▶ [Required action] Please set down every record exactly as it appears below.

▶ [Recorded data]
/---

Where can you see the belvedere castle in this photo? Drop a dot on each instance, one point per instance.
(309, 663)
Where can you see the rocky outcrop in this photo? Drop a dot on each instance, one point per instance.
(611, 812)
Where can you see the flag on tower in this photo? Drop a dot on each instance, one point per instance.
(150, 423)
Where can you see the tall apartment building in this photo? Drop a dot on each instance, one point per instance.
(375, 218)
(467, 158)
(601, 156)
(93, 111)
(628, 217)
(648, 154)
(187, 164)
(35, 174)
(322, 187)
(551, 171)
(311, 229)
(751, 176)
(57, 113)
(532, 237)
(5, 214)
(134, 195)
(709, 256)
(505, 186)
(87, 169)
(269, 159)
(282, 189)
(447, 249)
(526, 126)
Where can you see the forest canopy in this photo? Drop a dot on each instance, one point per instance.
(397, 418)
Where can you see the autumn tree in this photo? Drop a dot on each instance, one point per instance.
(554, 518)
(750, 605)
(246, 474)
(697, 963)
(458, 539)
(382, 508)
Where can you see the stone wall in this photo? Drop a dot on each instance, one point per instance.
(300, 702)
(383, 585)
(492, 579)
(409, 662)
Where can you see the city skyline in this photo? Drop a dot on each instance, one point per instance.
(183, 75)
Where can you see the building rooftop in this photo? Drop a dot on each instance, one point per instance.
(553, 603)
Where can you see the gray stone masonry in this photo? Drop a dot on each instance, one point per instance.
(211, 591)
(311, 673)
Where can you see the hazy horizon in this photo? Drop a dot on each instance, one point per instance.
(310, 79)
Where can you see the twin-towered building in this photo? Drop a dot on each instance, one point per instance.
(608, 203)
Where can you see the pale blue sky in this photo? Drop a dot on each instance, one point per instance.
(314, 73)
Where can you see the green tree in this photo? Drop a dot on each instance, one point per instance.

\---

▶ [Completed task]
Where can you see the belvedere castle in this photo? Drop a dot on each instance, one point per instance.
(309, 663)
Where can you see the rocky outcrop in this photo? Drop a dot on each instance, one point per instance.
(611, 812)
Where can you see the flag on tower in this photo? Drop a dot on each instance, one point per instance.
(150, 423)
Where can you see the tall apartment building in this photo? Drop a dot on each instance, one point per instance.
(375, 218)
(467, 158)
(601, 156)
(93, 111)
(628, 217)
(648, 154)
(187, 164)
(35, 174)
(322, 187)
(551, 171)
(311, 229)
(751, 176)
(57, 113)
(532, 237)
(5, 214)
(134, 195)
(709, 256)
(505, 186)
(87, 169)
(269, 159)
(282, 189)
(447, 249)
(526, 126)
Where can you see the forest canopy in this photo? Drop a dot on each instance, one point per instance.
(397, 418)
Where can you see the autumn tree in this photo? Drop a dot on each instance, one point per instance.
(554, 518)
(750, 605)
(246, 474)
(697, 963)
(458, 539)
(382, 508)
Where can you see the stone wall in this photo? Drop a dot on each instance, one point per instance.
(300, 702)
(383, 585)
(492, 579)
(409, 662)
Where can you see the city skyline in this photo? Drop a dot on each instance, one point per instance.
(183, 75)
Where can you see the building rooftop in this photo? Drop a dot on each instance, one point per instance.
(553, 603)
Where can you see the gray stone masonry in this photo? Drop a dot on each instance, one point per instance.
(211, 591)
(311, 673)
Where can you see the hazy horizon in this photo? Drop a dot on each instance, one point per instance.
(310, 79)
Where can you see the twin-towered building in this photo? Drop a dot on each instance, one point per instance.
(608, 203)
Where can you see the pale blue sky in this photo? Drop a dot on each instance, one point per instance.
(314, 73)
Where can you see the green tree in this photo? Drop a dot on each instance, one point per instance.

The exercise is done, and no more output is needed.